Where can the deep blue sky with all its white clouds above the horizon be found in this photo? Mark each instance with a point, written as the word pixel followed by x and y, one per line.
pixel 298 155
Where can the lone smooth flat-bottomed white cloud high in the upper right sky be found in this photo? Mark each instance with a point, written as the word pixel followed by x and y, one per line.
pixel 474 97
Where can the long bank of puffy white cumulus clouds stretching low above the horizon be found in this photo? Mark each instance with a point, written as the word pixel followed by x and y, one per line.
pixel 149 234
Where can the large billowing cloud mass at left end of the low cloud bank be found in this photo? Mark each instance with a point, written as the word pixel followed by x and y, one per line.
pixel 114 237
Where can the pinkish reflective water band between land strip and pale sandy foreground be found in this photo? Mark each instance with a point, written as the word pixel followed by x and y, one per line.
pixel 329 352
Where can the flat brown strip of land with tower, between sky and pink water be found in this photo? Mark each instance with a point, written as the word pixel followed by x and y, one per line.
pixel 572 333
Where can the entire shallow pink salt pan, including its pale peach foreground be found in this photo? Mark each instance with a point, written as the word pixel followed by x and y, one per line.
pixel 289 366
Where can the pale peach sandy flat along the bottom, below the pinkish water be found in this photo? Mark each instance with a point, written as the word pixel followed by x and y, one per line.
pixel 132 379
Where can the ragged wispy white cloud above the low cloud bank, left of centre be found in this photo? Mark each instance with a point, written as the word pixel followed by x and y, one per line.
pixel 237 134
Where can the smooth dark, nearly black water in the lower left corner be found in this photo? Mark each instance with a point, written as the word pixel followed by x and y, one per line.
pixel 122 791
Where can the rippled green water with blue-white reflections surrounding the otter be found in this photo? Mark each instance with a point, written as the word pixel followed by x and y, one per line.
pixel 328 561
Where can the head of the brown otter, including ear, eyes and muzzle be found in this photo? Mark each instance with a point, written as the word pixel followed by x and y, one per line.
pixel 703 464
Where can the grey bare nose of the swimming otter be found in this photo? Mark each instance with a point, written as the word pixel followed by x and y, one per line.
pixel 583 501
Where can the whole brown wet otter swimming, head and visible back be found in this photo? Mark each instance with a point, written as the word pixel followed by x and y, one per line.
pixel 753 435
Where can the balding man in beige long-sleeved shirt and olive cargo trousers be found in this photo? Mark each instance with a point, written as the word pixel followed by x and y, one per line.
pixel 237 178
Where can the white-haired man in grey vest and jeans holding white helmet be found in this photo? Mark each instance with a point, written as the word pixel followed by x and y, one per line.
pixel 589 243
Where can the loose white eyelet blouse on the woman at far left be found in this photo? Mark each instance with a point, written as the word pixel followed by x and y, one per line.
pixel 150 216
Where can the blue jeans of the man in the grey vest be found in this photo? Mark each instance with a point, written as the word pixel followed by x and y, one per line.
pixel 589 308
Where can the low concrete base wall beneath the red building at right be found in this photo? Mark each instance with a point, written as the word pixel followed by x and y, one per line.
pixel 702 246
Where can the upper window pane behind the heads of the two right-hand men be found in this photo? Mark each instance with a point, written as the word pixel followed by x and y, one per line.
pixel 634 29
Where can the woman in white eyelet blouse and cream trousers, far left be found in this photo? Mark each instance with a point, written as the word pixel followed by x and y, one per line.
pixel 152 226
========================================================================
Would you return all of the data exactly as given?

Where can the deep blue sky with all its white clouds above the horizon be found in this photo? Mark each instance with a point, written as the word pixel followed by x and y, one per line.
pixel 298 155
Where can the lone smooth flat-bottomed white cloud high in the upper right sky be found in this photo? Mark each instance with a point, written as the word pixel followed by x and y, one per line.
pixel 474 97
Where can the long bank of puffy white cumulus clouds stretching low above the horizon be found in this photo? Mark each instance with a point, written as the word pixel followed by x and y, one per line.
pixel 149 234
Where can the large billowing cloud mass at left end of the low cloud bank be found in this photo? Mark each instance with a point, written as the word pixel followed by x and y, one per line.
pixel 114 237
Where can the pinkish reflective water band between land strip and pale sandy foreground be found in this photo? Mark each instance with a point, written as the word pixel followed by x and y, one per line.
pixel 329 352
Where can the flat brown strip of land with tower, between sky and pink water be found in this photo? Mark each instance with a point, written as the word pixel followed by x and y, one per line.
pixel 572 333
Where can the entire shallow pink salt pan, including its pale peach foreground be found in this photo? Mark each instance with a point, written as the word pixel followed by x and y, one per line.
pixel 289 366
Where can the pale peach sandy flat along the bottom, below the pinkish water be found in this photo? Mark each instance with a point, written as the word pixel followed by x and y, one per line.
pixel 132 379
Where can the ragged wispy white cloud above the low cloud bank, left of centre be found in this photo? Mark each instance with a point, written as the word pixel followed by x and y, one per line.
pixel 237 134
Where can the smooth dark, nearly black water in the lower left corner be found in this photo? Mark each instance with a point, written as the word pixel followed by x and y, one per line.
pixel 122 791
Where can the rippled green water with blue-white reflections surrounding the otter be found in this photo? Mark each instance with a point, written as the word pixel followed by x and y, one per line.
pixel 328 561
Where can the head of the brown otter, including ear, eyes and muzzle be found in this photo? Mark each instance with a point, written as the word pixel followed by x and y, one per line.
pixel 703 464
Where can the grey bare nose of the swimming otter be found in this photo? Mark each instance with a point, written as the word pixel followed by x and y, one per line.
pixel 583 501
Where can the whole brown wet otter swimming, head and visible back be found in this photo? Mark each instance with a point, written as the word pixel followed by x and y, one per line.
pixel 753 435
Where can the balding man in beige long-sleeved shirt and olive cargo trousers be found in this photo? Mark each instance with a point, written as the word pixel followed by x and y, one per line.
pixel 237 178
Where can the white-haired man in grey vest and jeans holding white helmet be found in this photo? Mark each instance with a point, written as the word pixel followed by x and y, one per line.
pixel 589 243
Where can the loose white eyelet blouse on the woman at far left be found in this photo? Mark each instance with a point, written as the word pixel followed by x and y, one per line.
pixel 150 216
Where can the blue jeans of the man in the grey vest be found in this photo? Mark each instance with a point, written as the word pixel followed by x and y, one per line.
pixel 589 308
Where can the low concrete base wall beneath the red building at right be found in this photo? Mark each instance with a point, written as the word pixel followed by x and y, one per line.
pixel 702 246
Where can the upper window pane behind the heads of the two right-hand men be found in this photo? Mark each instance with a point, written as the word pixel followed by x and y, one per line.
pixel 634 29
Where can the woman in white eyelet blouse and cream trousers, far left be found in this photo? Mark each instance with a point, written as the word pixel followed by x and y, one per line.
pixel 152 226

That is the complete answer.